Write out every line of the material exactly as it appears.
━━━━━━━━━━━━━━━━
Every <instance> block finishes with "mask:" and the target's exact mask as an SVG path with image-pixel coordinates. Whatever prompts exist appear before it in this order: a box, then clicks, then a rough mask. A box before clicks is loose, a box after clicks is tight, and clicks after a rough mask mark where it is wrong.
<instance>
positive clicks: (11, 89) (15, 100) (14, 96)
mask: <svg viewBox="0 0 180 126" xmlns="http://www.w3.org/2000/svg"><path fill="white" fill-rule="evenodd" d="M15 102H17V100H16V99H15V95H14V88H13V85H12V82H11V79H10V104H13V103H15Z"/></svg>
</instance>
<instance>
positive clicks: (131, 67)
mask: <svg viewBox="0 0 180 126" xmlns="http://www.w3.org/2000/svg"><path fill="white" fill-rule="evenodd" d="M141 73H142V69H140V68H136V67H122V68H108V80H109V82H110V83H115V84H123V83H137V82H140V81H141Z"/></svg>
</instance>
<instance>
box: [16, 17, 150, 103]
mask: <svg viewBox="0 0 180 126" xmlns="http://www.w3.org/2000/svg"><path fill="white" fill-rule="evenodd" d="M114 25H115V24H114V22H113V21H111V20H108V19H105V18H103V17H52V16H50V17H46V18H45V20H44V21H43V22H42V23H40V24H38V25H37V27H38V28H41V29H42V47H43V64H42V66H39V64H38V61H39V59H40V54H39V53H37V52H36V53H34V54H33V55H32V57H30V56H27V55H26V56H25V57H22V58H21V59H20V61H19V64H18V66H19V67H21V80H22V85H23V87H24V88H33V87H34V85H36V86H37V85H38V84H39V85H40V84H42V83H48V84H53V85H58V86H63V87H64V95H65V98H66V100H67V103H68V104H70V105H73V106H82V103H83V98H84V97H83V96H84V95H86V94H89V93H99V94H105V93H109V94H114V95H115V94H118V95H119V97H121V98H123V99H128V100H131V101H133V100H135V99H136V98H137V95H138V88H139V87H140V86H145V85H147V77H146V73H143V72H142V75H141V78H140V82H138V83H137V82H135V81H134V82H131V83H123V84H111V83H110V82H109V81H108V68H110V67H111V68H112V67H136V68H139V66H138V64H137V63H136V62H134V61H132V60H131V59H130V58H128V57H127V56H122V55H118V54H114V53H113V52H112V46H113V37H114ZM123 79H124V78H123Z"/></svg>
━━━━━━━━━━━━━━━━
| Solution |
Every <instance> block finishes with "mask:" and the target's exact mask as an SVG path with image-pixel coordinates. Whatever prompts exist appear before it in this order: a box, then clicks, then a rough mask. A box before clicks is loose, a box after clicks is tight, and clicks after a rough mask mark where it is wrong.
<instance>
positive clicks: (11, 89) (15, 100) (14, 96)
mask: <svg viewBox="0 0 180 126" xmlns="http://www.w3.org/2000/svg"><path fill="white" fill-rule="evenodd" d="M15 102H17V100H16V99H15V95H14V88H13V85H12V82H11V79H10V104H13V103H15Z"/></svg>
</instance>
<instance>
positive clicks: (131, 67)
mask: <svg viewBox="0 0 180 126" xmlns="http://www.w3.org/2000/svg"><path fill="white" fill-rule="evenodd" d="M141 73H142V69H140V68H136V67H122V68H108V80H109V82H110V83H115V84H123V83H137V82H140V81H141Z"/></svg>
</instance>
<instance>
box: [16, 17, 150, 103]
mask: <svg viewBox="0 0 180 126" xmlns="http://www.w3.org/2000/svg"><path fill="white" fill-rule="evenodd" d="M114 25H115V24H114V22H113V21H111V20H108V19H105V18H103V17H52V16H50V17H46V18H45V20H44V21H43V22H42V23H40V24H38V25H37V27H38V28H41V29H42V47H43V64H42V66H39V64H38V61H39V59H40V54H39V53H37V52H36V53H34V54H33V55H32V57H30V56H27V55H26V56H25V57H22V58H21V59H20V61H19V64H18V66H19V67H21V80H22V85H23V87H24V88H33V87H34V85H36V86H37V85H38V84H39V85H40V84H42V83H48V84H53V85H58V86H63V87H64V95H65V98H66V100H67V103H68V104H70V105H73V106H82V103H83V98H84V97H83V96H84V95H86V94H89V93H99V94H105V93H109V94H114V95H115V94H118V95H119V97H121V98H123V99H128V100H131V101H133V100H135V99H136V98H137V95H138V88H139V87H140V86H145V85H147V77H146V73H143V72H142V75H141V78H140V82H138V83H137V82H135V81H134V82H131V83H123V84H111V83H110V82H109V81H108V68H110V67H111V68H112V67H136V68H139V66H138V64H137V63H136V62H134V61H132V60H131V59H130V58H128V57H127V56H122V55H118V54H114V53H113V52H112V46H113V37H114ZM123 79H124V78H123Z"/></svg>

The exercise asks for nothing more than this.